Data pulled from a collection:
↓

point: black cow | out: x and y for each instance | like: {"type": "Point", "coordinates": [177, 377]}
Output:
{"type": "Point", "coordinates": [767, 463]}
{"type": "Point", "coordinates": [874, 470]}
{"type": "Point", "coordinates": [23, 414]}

↑

> [What is needed] Copy the listing above word for word.

> [Written reply]
point: black cow | out: x and y for each instance | like: {"type": "Point", "coordinates": [177, 377]}
Output:
{"type": "Point", "coordinates": [767, 463]}
{"type": "Point", "coordinates": [874, 470]}
{"type": "Point", "coordinates": [23, 414]}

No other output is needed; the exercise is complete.